## WRITTEN INSTRUCTION:
Count the lines in the entries below that contain the word "hummingbird", with case counting, and give only the number.

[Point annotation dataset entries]
________________________________________

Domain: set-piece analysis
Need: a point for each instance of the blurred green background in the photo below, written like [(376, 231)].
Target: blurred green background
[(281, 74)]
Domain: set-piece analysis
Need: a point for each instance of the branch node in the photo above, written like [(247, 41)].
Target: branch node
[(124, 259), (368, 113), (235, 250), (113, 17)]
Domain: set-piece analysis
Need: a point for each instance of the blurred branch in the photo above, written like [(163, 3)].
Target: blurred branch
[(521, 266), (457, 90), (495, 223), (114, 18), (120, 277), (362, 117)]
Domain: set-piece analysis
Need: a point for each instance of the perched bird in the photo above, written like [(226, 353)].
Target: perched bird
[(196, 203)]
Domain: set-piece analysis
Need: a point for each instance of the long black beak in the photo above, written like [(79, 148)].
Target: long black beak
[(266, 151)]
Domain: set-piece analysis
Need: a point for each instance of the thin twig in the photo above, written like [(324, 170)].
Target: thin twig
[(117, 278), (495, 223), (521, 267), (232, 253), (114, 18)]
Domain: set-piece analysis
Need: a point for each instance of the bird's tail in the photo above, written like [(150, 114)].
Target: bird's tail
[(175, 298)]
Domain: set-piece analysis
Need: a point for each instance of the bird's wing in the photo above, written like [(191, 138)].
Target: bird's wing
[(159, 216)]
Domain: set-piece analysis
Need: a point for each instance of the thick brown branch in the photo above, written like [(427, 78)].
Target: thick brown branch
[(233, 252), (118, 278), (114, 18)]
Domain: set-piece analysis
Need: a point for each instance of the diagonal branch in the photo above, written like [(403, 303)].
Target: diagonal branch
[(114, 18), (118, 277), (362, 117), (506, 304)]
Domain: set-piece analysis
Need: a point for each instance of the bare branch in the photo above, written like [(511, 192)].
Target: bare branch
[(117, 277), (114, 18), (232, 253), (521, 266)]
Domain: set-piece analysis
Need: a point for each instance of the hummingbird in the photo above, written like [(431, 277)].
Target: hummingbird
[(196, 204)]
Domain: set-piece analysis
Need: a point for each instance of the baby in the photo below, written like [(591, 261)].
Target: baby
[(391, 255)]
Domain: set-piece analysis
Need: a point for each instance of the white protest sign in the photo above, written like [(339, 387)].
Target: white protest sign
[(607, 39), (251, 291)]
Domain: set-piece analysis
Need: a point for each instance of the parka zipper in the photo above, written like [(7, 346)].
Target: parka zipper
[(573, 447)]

________________________________________

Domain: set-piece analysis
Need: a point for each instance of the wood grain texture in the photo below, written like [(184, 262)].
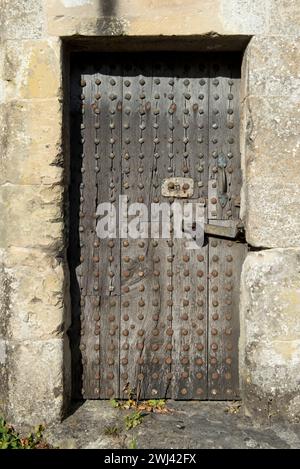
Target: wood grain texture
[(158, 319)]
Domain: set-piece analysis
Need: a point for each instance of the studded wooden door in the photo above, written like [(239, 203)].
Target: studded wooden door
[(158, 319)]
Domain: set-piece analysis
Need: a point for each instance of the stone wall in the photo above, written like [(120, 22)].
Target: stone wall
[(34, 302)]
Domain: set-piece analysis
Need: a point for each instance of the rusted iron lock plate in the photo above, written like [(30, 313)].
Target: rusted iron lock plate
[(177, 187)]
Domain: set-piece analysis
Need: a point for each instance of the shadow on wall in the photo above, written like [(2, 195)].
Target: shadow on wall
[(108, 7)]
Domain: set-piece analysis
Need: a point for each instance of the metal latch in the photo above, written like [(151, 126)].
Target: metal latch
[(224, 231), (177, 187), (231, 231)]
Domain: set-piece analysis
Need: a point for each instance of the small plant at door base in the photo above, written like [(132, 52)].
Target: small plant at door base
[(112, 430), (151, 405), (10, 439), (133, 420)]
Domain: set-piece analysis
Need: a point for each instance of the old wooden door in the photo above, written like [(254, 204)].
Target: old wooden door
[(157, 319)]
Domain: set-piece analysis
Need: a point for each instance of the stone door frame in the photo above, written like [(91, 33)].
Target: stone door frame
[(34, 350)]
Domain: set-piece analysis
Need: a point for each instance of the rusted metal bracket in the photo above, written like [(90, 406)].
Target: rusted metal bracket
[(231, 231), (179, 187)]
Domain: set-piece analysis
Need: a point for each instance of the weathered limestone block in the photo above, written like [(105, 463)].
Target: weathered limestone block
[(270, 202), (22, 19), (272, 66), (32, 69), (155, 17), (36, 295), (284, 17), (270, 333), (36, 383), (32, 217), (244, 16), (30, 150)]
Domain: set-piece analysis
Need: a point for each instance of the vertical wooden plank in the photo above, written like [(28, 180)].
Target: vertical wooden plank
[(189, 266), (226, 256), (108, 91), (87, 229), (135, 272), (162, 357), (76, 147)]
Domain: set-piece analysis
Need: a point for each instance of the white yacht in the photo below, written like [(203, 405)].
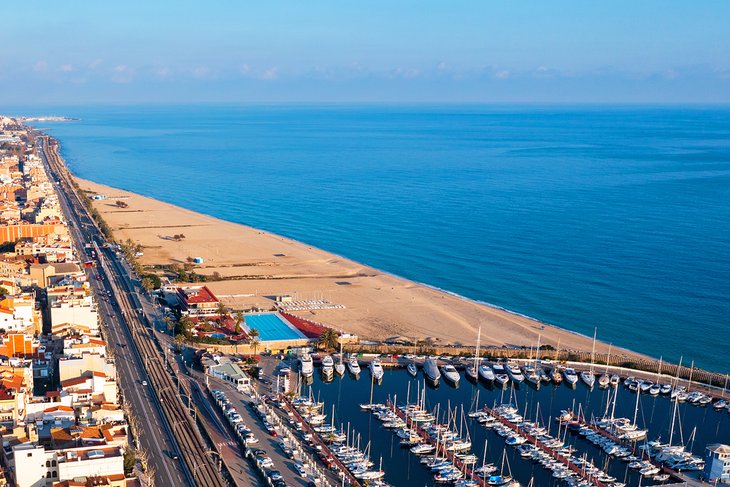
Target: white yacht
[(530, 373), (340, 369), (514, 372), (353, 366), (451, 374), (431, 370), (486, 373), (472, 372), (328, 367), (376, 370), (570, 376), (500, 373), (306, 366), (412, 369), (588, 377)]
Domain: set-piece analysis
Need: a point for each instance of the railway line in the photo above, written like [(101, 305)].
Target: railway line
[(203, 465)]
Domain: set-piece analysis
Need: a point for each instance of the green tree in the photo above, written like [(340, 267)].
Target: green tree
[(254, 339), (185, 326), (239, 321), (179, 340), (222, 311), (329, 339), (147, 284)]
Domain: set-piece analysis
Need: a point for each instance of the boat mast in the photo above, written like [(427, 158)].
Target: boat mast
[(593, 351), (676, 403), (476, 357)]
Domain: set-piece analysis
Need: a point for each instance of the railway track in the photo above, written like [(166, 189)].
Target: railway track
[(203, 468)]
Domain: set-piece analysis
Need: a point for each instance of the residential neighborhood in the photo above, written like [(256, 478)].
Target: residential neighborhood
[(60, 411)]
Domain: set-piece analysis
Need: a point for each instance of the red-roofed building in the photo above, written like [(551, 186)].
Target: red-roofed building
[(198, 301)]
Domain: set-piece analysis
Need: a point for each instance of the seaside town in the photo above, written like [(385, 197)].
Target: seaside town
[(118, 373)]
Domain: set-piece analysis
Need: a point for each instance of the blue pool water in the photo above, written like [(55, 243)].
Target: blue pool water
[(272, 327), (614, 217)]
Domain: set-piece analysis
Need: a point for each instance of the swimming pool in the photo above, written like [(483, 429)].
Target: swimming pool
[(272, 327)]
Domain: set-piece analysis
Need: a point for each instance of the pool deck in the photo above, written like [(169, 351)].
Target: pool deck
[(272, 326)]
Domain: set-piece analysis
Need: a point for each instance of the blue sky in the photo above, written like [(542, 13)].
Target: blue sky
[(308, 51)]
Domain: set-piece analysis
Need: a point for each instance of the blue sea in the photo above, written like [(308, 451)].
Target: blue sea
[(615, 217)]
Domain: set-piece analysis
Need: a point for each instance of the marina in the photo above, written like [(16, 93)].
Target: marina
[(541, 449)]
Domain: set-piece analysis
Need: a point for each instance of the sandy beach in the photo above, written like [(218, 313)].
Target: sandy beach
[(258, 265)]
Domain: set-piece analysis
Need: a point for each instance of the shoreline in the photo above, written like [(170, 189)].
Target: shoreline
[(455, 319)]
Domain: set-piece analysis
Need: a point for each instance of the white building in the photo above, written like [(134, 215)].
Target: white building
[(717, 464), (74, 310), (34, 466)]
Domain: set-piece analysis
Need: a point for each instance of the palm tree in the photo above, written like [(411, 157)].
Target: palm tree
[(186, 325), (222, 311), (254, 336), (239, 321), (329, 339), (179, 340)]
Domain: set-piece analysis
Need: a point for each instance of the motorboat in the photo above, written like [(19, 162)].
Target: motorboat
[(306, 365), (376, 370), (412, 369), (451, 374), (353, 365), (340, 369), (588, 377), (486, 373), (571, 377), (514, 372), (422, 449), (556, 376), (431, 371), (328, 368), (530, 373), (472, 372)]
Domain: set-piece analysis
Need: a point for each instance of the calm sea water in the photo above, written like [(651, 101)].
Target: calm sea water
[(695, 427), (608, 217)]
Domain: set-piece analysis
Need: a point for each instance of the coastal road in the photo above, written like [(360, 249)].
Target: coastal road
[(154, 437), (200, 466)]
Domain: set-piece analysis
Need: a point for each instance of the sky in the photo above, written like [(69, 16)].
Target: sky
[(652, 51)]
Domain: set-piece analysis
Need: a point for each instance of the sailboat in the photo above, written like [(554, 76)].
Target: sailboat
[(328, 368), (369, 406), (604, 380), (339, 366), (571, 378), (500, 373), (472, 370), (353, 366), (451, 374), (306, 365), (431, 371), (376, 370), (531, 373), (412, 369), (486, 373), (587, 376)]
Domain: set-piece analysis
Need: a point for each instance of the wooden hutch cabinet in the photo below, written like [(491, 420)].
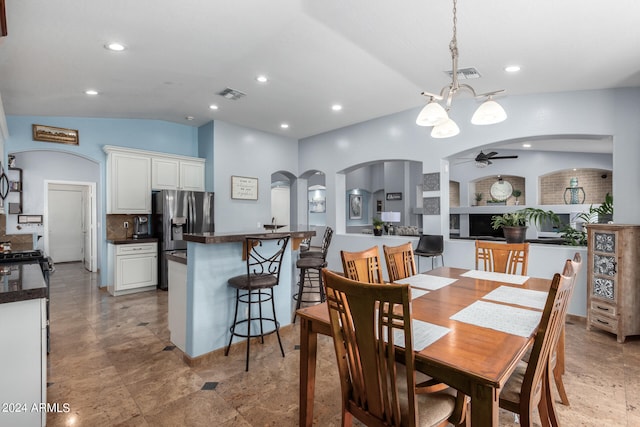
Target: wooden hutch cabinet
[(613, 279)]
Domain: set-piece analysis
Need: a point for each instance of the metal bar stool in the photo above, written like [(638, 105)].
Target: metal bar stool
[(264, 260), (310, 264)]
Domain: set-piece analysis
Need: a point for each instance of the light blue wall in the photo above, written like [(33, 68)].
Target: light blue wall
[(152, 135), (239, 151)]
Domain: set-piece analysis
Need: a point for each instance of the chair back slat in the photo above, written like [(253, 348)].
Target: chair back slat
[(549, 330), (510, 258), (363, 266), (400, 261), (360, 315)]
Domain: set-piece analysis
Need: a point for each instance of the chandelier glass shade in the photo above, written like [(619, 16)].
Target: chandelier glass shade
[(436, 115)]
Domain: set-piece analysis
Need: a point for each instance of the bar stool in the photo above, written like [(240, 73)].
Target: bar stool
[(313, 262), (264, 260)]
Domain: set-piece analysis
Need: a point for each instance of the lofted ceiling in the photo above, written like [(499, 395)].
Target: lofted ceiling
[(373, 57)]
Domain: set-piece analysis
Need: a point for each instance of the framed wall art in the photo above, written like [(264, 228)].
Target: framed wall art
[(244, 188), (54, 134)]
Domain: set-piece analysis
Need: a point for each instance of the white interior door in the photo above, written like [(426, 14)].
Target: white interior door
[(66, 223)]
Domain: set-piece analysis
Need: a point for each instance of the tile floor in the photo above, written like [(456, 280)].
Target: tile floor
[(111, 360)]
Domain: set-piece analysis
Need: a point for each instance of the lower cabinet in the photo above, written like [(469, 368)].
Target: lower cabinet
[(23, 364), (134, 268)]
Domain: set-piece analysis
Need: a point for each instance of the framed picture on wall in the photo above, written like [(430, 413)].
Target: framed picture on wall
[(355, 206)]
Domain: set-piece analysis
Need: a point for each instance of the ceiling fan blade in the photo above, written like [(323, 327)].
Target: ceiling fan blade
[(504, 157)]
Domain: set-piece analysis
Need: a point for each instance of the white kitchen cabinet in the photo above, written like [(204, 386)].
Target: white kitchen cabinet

________________________________________

## WRITTEN RESPONSE:
2